Istruzioni del compito: Trascrivi parola per parola tutte le righe riportate qui sotto, senza cambiare nulla.

Dati in ingresso:
++++++++++
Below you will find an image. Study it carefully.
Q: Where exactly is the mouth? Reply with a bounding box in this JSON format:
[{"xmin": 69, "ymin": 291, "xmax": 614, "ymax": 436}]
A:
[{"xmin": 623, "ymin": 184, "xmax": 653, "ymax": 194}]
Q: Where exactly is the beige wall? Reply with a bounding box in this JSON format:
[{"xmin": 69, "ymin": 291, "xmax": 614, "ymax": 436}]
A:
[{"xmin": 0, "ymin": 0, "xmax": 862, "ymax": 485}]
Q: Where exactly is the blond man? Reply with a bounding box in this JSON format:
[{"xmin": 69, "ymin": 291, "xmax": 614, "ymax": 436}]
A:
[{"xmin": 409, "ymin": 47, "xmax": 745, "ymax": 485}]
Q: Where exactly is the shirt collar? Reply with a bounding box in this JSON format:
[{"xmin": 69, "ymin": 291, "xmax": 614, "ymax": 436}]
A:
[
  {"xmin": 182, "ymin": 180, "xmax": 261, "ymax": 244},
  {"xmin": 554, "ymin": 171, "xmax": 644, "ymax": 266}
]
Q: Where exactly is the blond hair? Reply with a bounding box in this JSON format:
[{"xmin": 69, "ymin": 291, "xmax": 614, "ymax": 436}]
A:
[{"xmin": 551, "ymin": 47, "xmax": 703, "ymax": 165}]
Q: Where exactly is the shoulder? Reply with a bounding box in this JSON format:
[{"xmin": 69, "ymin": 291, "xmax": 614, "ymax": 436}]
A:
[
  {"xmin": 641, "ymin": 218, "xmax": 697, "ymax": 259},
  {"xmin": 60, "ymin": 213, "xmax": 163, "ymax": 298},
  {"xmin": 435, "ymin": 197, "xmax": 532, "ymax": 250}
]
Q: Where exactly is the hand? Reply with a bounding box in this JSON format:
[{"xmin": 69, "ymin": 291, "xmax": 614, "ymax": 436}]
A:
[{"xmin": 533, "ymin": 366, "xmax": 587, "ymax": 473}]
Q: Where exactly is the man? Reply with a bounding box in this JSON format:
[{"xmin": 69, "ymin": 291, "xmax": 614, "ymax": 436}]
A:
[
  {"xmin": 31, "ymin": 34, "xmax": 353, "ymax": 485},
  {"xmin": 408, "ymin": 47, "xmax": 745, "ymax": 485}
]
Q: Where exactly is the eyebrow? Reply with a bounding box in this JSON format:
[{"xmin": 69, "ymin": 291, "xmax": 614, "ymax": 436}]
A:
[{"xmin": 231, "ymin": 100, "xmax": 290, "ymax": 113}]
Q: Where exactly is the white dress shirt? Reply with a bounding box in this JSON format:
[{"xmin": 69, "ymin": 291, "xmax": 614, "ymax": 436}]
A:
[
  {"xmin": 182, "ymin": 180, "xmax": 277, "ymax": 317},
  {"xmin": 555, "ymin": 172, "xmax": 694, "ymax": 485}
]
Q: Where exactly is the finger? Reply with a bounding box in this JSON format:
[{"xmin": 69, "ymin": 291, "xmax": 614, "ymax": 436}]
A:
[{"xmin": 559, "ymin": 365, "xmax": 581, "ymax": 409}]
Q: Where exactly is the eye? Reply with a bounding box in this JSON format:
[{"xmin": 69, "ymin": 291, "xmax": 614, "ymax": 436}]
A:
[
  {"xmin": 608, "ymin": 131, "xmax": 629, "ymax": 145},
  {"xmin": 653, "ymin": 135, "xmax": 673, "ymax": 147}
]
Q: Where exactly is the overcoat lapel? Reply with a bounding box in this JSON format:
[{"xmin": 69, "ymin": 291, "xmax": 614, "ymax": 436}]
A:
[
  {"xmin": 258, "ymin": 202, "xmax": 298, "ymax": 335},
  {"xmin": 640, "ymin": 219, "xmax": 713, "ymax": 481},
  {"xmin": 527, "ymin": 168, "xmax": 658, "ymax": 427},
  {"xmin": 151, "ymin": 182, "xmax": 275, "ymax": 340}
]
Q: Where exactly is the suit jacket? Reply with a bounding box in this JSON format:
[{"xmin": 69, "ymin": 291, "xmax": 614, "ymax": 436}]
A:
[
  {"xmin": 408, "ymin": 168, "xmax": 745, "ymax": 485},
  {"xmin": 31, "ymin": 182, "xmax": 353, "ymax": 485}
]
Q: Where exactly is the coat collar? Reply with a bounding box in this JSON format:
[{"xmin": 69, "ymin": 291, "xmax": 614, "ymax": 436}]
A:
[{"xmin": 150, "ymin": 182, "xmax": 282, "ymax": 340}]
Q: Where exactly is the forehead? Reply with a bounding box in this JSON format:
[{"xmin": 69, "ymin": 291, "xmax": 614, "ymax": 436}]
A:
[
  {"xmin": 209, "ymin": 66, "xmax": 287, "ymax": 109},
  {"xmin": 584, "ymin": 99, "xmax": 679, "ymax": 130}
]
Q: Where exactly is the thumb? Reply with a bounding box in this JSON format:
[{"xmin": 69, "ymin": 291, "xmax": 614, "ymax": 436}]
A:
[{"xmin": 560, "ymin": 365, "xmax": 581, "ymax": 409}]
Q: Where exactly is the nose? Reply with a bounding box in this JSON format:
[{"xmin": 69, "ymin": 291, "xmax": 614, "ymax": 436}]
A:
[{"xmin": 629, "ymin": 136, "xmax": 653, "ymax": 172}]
++++++++++
Risposta al compito:
Below you will find an image. Study it carefully.
Q: Where exactly is the mouth? Reply with a bounding box in this JSON format:
[{"xmin": 69, "ymin": 291, "xmax": 614, "ymax": 436}]
A:
[{"xmin": 623, "ymin": 184, "xmax": 653, "ymax": 194}]
Q: Where exactly is the beige wall? Reply with a bounding box in this JSON format:
[{"xmin": 69, "ymin": 291, "xmax": 614, "ymax": 436}]
A:
[{"xmin": 0, "ymin": 0, "xmax": 862, "ymax": 485}]
Q: Where exactly is the blond man? Reply with a bounding box in this JSON format:
[{"xmin": 69, "ymin": 291, "xmax": 614, "ymax": 436}]
A:
[{"xmin": 409, "ymin": 47, "xmax": 745, "ymax": 485}]
Q: Where exactly is the shirt collar? Reply with a bounding box in this JSON format:
[{"xmin": 69, "ymin": 291, "xmax": 614, "ymax": 436}]
A:
[
  {"xmin": 182, "ymin": 180, "xmax": 261, "ymax": 244},
  {"xmin": 554, "ymin": 171, "xmax": 644, "ymax": 266}
]
Q: Where exactly is the blond hair? Reply with a bounding box in this JSON format:
[{"xmin": 69, "ymin": 291, "xmax": 614, "ymax": 436}]
A:
[{"xmin": 551, "ymin": 47, "xmax": 703, "ymax": 165}]
Q: Where exactly is the shoulder? Reply with a bounding box in this JSON format:
[{"xmin": 69, "ymin": 291, "xmax": 614, "ymax": 436}]
A:
[
  {"xmin": 641, "ymin": 218, "xmax": 697, "ymax": 259},
  {"xmin": 60, "ymin": 213, "xmax": 163, "ymax": 298},
  {"xmin": 435, "ymin": 197, "xmax": 532, "ymax": 250}
]
Q: Where exactly is the hand? Reply with a bounding box in this JSON format:
[{"xmin": 69, "ymin": 291, "xmax": 614, "ymax": 436}]
A:
[{"xmin": 533, "ymin": 366, "xmax": 587, "ymax": 473}]
Q: Where exactly is the man? Reply with a bounding box in this JSON format:
[{"xmin": 69, "ymin": 291, "xmax": 614, "ymax": 436}]
A:
[
  {"xmin": 31, "ymin": 34, "xmax": 353, "ymax": 485},
  {"xmin": 408, "ymin": 47, "xmax": 745, "ymax": 485}
]
Q: Where exactly is the eyebrow? Reply with a bounding box in this JSON format:
[{"xmin": 69, "ymin": 291, "xmax": 614, "ymax": 436}]
A:
[{"xmin": 231, "ymin": 100, "xmax": 290, "ymax": 113}]
Q: Where exactly is the white dress shirt? Reply with a bounding box in this JSON format:
[{"xmin": 69, "ymin": 291, "xmax": 614, "ymax": 436}]
A:
[
  {"xmin": 182, "ymin": 180, "xmax": 277, "ymax": 317},
  {"xmin": 555, "ymin": 172, "xmax": 694, "ymax": 485}
]
Q: Where exactly is the finger? Reply with a bounding box in this JSON format:
[{"xmin": 69, "ymin": 291, "xmax": 614, "ymax": 436}]
A:
[{"xmin": 559, "ymin": 365, "xmax": 581, "ymax": 409}]
Q: Where exactly is the eye? Reply with a bounding box in this JSON format:
[{"xmin": 69, "ymin": 291, "xmax": 614, "ymax": 436}]
A:
[
  {"xmin": 608, "ymin": 131, "xmax": 629, "ymax": 145},
  {"xmin": 653, "ymin": 135, "xmax": 673, "ymax": 147}
]
Q: Where exactly is the overcoat lapel? Reply with a bounding box in this JSON format:
[{"xmin": 69, "ymin": 291, "xmax": 614, "ymax": 436}]
A:
[
  {"xmin": 258, "ymin": 202, "xmax": 298, "ymax": 335},
  {"xmin": 640, "ymin": 219, "xmax": 713, "ymax": 481},
  {"xmin": 527, "ymin": 168, "xmax": 658, "ymax": 427},
  {"xmin": 151, "ymin": 182, "xmax": 275, "ymax": 340}
]
Q: Where exactly is the suit jacket? Reply with a bounding box in this JSON format:
[{"xmin": 69, "ymin": 291, "xmax": 614, "ymax": 436}]
A:
[
  {"xmin": 408, "ymin": 168, "xmax": 745, "ymax": 485},
  {"xmin": 31, "ymin": 182, "xmax": 353, "ymax": 485}
]
Q: Where exactly is the coat collar? Reply with a bounding box in this JSON format:
[{"xmin": 69, "ymin": 291, "xmax": 614, "ymax": 436}]
A:
[{"xmin": 150, "ymin": 182, "xmax": 282, "ymax": 340}]
Q: Where exactly is the forehead? Reply with a bounding box in this JSON format:
[{"xmin": 69, "ymin": 291, "xmax": 614, "ymax": 436}]
A:
[
  {"xmin": 209, "ymin": 66, "xmax": 287, "ymax": 109},
  {"xmin": 584, "ymin": 99, "xmax": 679, "ymax": 130}
]
Q: Where exactly is the thumb? Reply with a bounding box in this JSON format:
[{"xmin": 69, "ymin": 291, "xmax": 614, "ymax": 436}]
A:
[{"xmin": 560, "ymin": 365, "xmax": 581, "ymax": 409}]
Q: Where exactly is the nose? Reply with a bounding box in this JSON format:
[{"xmin": 69, "ymin": 291, "xmax": 614, "ymax": 436}]
A:
[{"xmin": 629, "ymin": 136, "xmax": 653, "ymax": 172}]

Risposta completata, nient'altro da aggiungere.